▶ **WHAT THE TASK REQUIRES**
In the passage on Bush's comparison of Iraq to Vietnam, what third option does Gergen say Democrats and Republicans are offering the President?

▶ **GIVEN TEXT**
Gergen further pointed out that "Vietnam ... after 30 years has actually become quite a thriving country. ... So there are those who say ... 'Yeah, when we pulled back, there was bloodbath in the immediate aftermath, but after that the Vietnamese started putting their country together.' Is that not what we want Iraq to do over the long term?"

"The reason we lost Vietnam, in part, was because we had no strategy," said Gergen. "And the problem we've got now in Iraq, what is the strategy for victory? ... It's not clear we have a winning strategy in Iraq. That's what cost us Vietnam. That's why we eventually withdrew under humiliating circumstances."

"[Bush] talks black and white," Gergen concluded. "Victory or withdrawal, those are the two options. And Democrats and Republicans are saying, 'Mr. President, there is a third option here, and that is a partial pullback. Stay there, try to prevent a civil war.' ... Today, there was no indication he was willing to do that."

In addition to Gergen's comments, several of the major national newspapers have already printed statements by scholars and historians of the Vietnam War, disputing Bush's comparison of Iraq to Vietnam and his suggestion that the US could have imposed a successful outcome in Vietnam if it had just stayed longer, as Editor & Publisher's Greg Mitchell outlines in a column entitled "Apocalypse...Now? Press Examines Bush Linking Iraq to Vietnam."

"Invoking the tragedy of Vietnam to defend the failed policy in Iraq is as irresponsible as it is ignorant of the realities of both of those wars," Senator John Kerry (D-Mass) said, in a statement sent to RAW STORY.

The following video is from CNN's Newsroom, broadcast on August 22.

▶ **SUPPLIED DATA**
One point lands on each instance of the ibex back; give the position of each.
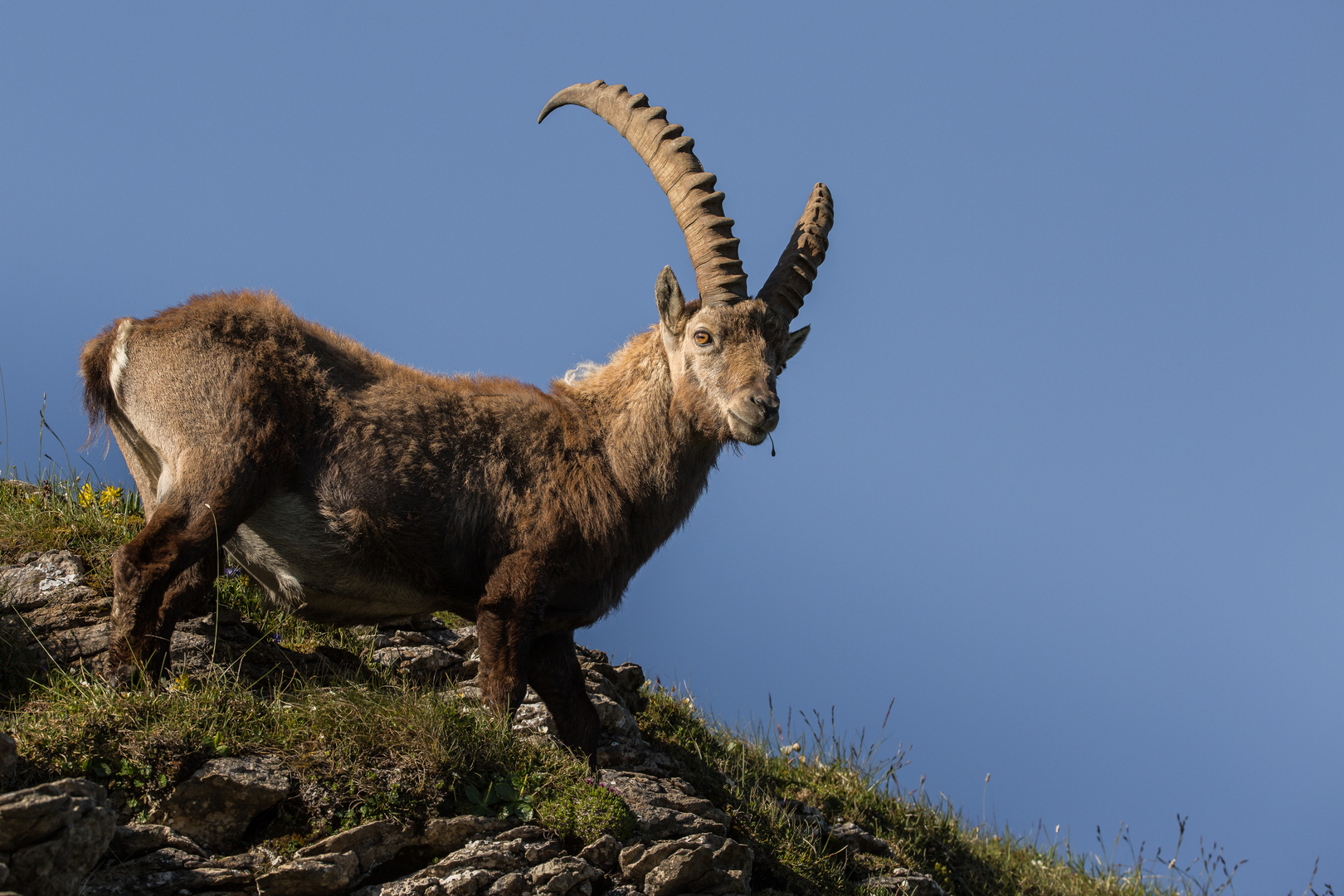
(357, 490)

▶ **SOLUTION TO THIS EXERCISE**
A partial pullback: staying in Iraq and trying to prevent a civil war.